> _Tarefa proposta_
Reescreva os registros abaixo trocando "bare soil" por "exposed soil" em todos eles e mantenha o restante sem alteração.

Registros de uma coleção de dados
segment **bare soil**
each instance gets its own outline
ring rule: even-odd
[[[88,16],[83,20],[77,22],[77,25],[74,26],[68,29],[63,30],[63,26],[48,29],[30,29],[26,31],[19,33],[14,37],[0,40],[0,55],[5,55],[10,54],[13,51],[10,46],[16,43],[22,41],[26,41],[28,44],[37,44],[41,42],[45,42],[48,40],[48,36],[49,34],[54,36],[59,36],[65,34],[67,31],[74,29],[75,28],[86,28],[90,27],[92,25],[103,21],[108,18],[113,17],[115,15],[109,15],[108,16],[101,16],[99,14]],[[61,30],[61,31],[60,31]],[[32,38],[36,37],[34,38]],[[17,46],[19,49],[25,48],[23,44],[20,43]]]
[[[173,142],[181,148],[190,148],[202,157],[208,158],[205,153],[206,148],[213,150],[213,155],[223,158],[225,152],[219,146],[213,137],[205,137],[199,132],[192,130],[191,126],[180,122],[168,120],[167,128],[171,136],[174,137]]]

> _Solução do exercício_
segment **exposed soil**
each instance gets its own outline
ring rule: even-odd
[[[88,16],[83,20],[77,22],[77,25],[74,26],[68,29],[63,30],[63,26],[48,29],[30,29],[26,31],[19,33],[14,37],[0,40],[0,55],[5,55],[10,54],[13,51],[10,46],[16,43],[22,41],[26,41],[28,44],[37,44],[41,42],[45,42],[48,40],[48,36],[49,34],[54,36],[59,36],[65,34],[67,31],[74,29],[75,28],[86,28],[90,27],[92,25],[103,21],[108,18],[113,17],[115,15],[109,15],[108,16],[101,16],[99,14]],[[61,30],[61,31],[60,31]],[[32,38],[36,37],[34,38]],[[17,46],[19,49],[25,48],[23,44],[20,43]]]
[[[173,142],[181,148],[190,148],[202,157],[208,158],[205,153],[206,148],[213,150],[213,155],[223,158],[225,152],[219,146],[213,137],[205,137],[199,132],[192,130],[191,126],[180,122],[168,120],[167,128],[171,136],[174,137]]]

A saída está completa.